HOW TO COMPLETE THIS TASK -
In your copy of the data, include no pictures and alter nothing else.
=== INPUT RECORDS ===
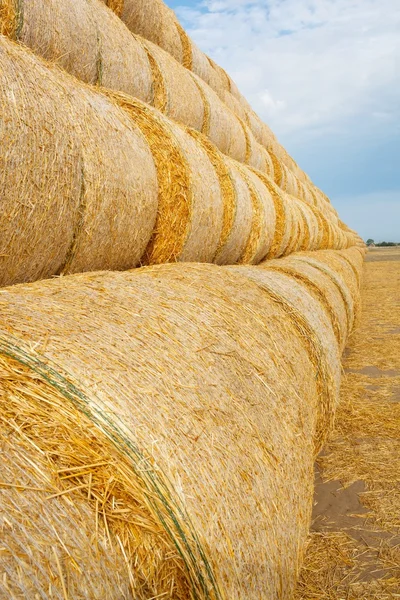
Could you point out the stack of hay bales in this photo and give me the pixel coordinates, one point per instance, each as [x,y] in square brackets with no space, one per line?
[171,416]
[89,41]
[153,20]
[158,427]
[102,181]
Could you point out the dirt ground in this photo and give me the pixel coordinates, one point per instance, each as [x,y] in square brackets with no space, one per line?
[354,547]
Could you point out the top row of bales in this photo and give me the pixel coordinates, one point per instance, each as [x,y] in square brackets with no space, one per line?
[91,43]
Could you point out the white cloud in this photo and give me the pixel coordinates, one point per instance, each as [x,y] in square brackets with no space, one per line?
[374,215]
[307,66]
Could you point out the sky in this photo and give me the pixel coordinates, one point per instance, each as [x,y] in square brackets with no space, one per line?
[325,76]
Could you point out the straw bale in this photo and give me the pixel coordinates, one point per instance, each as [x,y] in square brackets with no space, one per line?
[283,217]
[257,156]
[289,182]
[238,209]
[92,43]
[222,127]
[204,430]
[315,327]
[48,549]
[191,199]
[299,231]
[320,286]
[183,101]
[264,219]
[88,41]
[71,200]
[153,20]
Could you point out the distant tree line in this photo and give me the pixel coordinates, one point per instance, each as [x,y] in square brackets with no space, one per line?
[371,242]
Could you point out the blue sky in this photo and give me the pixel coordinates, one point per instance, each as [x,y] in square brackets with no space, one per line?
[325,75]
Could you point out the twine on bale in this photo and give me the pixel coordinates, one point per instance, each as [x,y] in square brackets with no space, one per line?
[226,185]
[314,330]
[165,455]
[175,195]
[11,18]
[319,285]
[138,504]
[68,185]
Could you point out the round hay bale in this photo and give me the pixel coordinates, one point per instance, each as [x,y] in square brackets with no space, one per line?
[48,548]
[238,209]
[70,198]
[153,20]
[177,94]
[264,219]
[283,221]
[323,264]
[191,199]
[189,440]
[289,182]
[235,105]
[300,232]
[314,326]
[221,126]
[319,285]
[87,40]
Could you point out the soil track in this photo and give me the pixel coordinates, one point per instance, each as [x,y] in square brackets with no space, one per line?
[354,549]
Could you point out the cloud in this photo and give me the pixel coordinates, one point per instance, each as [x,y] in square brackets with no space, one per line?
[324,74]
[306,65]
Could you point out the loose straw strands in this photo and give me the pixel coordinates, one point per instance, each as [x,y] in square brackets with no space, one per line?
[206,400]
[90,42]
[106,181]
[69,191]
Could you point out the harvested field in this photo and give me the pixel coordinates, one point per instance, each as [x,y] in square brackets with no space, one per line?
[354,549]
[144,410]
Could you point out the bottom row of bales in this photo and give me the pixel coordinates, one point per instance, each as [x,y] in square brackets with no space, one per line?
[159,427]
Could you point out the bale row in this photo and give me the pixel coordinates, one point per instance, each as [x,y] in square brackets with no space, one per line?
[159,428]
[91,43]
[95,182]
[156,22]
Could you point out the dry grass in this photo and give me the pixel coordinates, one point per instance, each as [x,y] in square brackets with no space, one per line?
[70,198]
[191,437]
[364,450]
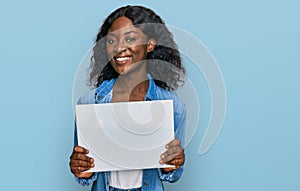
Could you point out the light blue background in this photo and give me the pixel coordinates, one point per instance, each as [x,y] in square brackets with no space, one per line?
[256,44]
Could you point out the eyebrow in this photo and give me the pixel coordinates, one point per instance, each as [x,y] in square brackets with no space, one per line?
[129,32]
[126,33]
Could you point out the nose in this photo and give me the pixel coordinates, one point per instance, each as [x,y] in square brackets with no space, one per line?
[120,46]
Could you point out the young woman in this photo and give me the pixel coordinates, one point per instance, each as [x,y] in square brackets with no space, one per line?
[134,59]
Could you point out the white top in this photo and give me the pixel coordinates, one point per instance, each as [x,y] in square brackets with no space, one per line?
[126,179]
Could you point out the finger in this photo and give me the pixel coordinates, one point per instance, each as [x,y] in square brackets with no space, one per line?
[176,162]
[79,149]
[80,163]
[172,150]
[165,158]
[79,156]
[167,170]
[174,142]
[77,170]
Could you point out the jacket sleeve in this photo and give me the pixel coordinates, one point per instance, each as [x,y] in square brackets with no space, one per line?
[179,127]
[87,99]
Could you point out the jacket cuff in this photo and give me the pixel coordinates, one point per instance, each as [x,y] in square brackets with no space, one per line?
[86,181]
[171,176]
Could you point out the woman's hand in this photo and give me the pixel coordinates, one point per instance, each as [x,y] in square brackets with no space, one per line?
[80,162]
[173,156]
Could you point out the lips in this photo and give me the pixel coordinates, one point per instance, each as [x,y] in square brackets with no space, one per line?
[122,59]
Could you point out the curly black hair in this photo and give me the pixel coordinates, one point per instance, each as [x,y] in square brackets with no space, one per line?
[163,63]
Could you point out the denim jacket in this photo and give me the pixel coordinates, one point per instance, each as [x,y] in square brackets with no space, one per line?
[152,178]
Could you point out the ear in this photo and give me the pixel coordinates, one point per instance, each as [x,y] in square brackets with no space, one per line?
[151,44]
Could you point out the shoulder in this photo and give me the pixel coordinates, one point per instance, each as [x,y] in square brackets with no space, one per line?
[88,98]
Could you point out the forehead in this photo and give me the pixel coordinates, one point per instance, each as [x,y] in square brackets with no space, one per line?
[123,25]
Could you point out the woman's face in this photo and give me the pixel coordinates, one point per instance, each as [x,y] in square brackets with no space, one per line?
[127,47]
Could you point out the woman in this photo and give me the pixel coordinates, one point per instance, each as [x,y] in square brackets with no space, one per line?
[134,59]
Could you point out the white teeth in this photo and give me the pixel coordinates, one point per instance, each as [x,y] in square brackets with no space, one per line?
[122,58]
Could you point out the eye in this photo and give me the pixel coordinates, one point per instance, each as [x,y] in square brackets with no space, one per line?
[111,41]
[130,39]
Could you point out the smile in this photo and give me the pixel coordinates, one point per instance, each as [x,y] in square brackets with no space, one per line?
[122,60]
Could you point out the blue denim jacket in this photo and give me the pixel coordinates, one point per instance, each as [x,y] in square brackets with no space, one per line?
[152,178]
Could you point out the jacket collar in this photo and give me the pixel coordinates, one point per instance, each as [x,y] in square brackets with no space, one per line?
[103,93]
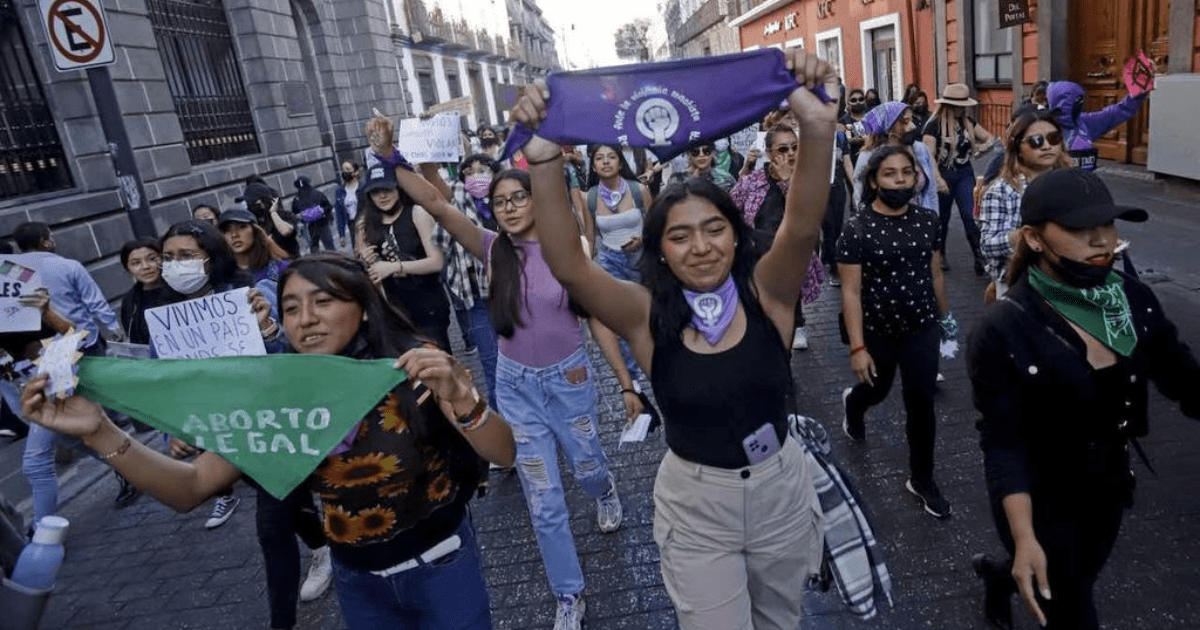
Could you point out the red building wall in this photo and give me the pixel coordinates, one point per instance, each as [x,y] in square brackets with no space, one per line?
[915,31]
===
REPLY -
Could you point out the stack of hay bales in this photo and give me the pixel coordinates, one point per instance, each as [x,y] in square brackets with no space, one per line?
[171,416]
[89,41]
[153,20]
[158,427]
[102,181]
Could you point out the dirt ground in this photo and give me the pixel coordinates, one point per instance, each as [x,y] in square brackets with no space, one per line?
[354,547]
Could you point out the top row of bales in this photo and give me the pixel coordinates, one point per instance, each as [x,y] in square brackets with no space, one per line?
[91,43]
Could you point out the white cloud in this photo and give me the pixel coordinates, one point per instance, each as [x,y] in square brackets with no space, one per line?
[374,215]
[307,66]
Could you point out the sky in this photo and give me the pixel coordinates, one point per instance, each as [x,y] in square brackets with no space, one per line?
[325,76]
Could you point out the straw bale in this photo and give me the pixel coordinates, one point per instance, each as [x,y] in square brackets with no space, one per line?
[283,217]
[257,156]
[289,182]
[238,209]
[92,43]
[222,127]
[204,430]
[315,327]
[48,549]
[191,199]
[299,231]
[320,286]
[183,101]
[264,219]
[88,41]
[71,200]
[153,20]
Could you point out the distant tree line in this photo and give me the pixel coordinates, one point per instance, each as [x,y] in square brackets with no space, one per line?
[371,242]
Could you point out the blue sky in this photo and give me the pixel coordinates, one point per instance, each as [x,y] in square brackets with no space, one per line?
[325,75]
Could you point out the twine on bale in this photo and give me the pixel coordinates, one point per instance, each as [x,y] in square brackets with no space, one per line?
[226,185]
[314,330]
[165,455]
[175,195]
[11,18]
[319,285]
[138,504]
[68,185]
Could you point out the round hay bale in this photo and give me the pixel coordinates, one point per instance, each as [x,y] in square brackets with no space, one per line?
[48,548]
[238,209]
[70,198]
[153,20]
[177,94]
[264,219]
[283,221]
[323,264]
[191,199]
[189,440]
[289,182]
[235,105]
[300,232]
[314,326]
[221,126]
[319,285]
[87,40]
Could you point out the soil track in this photo and give me the pixel coordinates, one point per instance, each as [x,y] in square brackets with no space, one per line?
[354,549]
Could you point out the cloud in this photo and give me the pixel coordinates, one point per instance, each as [x,y] in square brackets with no space, one per line?
[324,74]
[306,65]
Could you point out the loose straw strands in this photo and give me the pixel coordinates, one point per instance, each as [x,y] in square brackets with no space, one per line?
[206,400]
[90,42]
[106,181]
[69,191]
Could you point out the harvested field in this photo and give me the pixel coordinates, one point per instance, each as [x,y] in square brackets with no space, one per line?
[354,549]
[144,410]
Could you point out the bottom row of bales in this photo and give me the pixel coordinates, one point per instance, each as [x,y] in square brackets with no space, one per line?
[159,427]
Could you point out the bale row in this photo and give me the pixel coordinates, one point per instance, each as [x,y] in square brackets with no space, one per line?
[159,428]
[91,43]
[95,182]
[156,22]
Could you point out the dry grass in this photo and give me the pixel coordinates, one point per instance, each as [x,y] in square brackets with no space, one per line?
[70,198]
[191,437]
[364,450]
Could you point out the light blue background in this photo and give me the pixel coordinates, one point per instance, each as [x,y] in square brackets with no space, one per line?
[256,44]
Could you point out the eyebrow in this photo and give me the pixel coordinates, one point per instance, each as [x,y] in square brackets with no space, one per line?
[129,32]
[126,33]
Could you point out the nose in this photo and give me the pixel coordinates, one point per instance, each as [x,y] in square brackets with no space, one per line?
[120,46]
Could you point out the young woman in this photo and give me the pixel coordinates, one point per instance, each as [x,y] in square brackets with no space, one per line?
[134,59]
Could you point out the white top in this photo and give me the pixel coordinates, one point per instance, each as [x,y] in square brackets with no space, one per line?
[126,179]
Could you point out the finger in this photo and give me the pixel coordinates, one point per instance, each as [x,y] in square brackets with no space, one per line?
[176,162]
[79,149]
[80,163]
[172,150]
[165,158]
[79,156]
[167,170]
[174,142]
[77,170]
Could you point out the jacket sleeve in this photo and give me the pixel coordinates, one point per instance, each as [x,y] in square brackets with no space, one per line?
[179,127]
[87,99]
Could you point out the jacket cuff in this photo and give me the pixel coordinates, one point per instance, each as [x,y] in square brackets with no space, one per line?
[86,181]
[171,176]
Could you point out the woman's hand in this photo and give me the pixel coordinates, one point per instance, each as [x,y] in square brackets with no space, one per line?
[80,162]
[173,156]
Could you point out the lips in this photo and give me the pixel coordinates, one point per instance, each as [x,y] in square brackets with no space, one per line?
[122,59]
Could you point out the curly black hair in this photo and give me the pixel coordinates, one point per instance, each as [x,y] in square brackets with no space, one per line?
[163,63]
Could you point out the denim jacket in this photo and give me the pixel coordinates, one point per instance, each as [x,y] in square brackets with no space, one per line?
[152,178]
Could you point out the ear in this photo and give me the pixel coordinates, one point per instance, each as [x,y] in square brackets with no space, one per line?
[151,44]
Could you point out the shoulder in this photo and give me the pixel coordinates, one point per instance, each as [x,y] in square brackets with no space, one per line?
[88,98]
Could you point out the forehead in this photo and give me the pixel coordinates, one point per instance, each as [x,y] in square brackets with no space, one per line?
[123,25]
Could you point out the woman's face in this photo and give me the pixel coordinates, one point per instance, each as [x,y] in square brackets with no space, one per line?
[127,47]
Could you point out the woman in this photo and give me the pixel coordinates, one point per instance, each as [x,y] in square brackets with no space, one per line?
[134,59]
Could you point out the white teeth in this photo and give me the pixel coordinates, one point per instance, each as [x,y] in square brackets with no space, one per line?
[122,58]
Could you point out the eye in this photo and give me the pixel coordinates, one point per instance, each as [x,y] in square brackets with no space, one per line?
[111,41]
[130,39]
Could you point out the smile in this photo and give me the pixel coordinates, one point per instance, each as [x,y] in square brackets with no space, one per line?
[122,60]
Could you point out the blue denim jacket in this photo and give me the pixel coordinates, one point per instance, each as [x,y] in square brackets with no space, one per line?
[152,178]
Could you point out the jacket collar in this photo and give me the pixel coordinates, one point per instance, each as [x,y] in square brackets with no space, one per line?
[103,93]
Could you point out the red building wall in this photo and give me the pixel coordinates, one point per instance, each as [x,y] in square brackets with no space, one per line?
[915,31]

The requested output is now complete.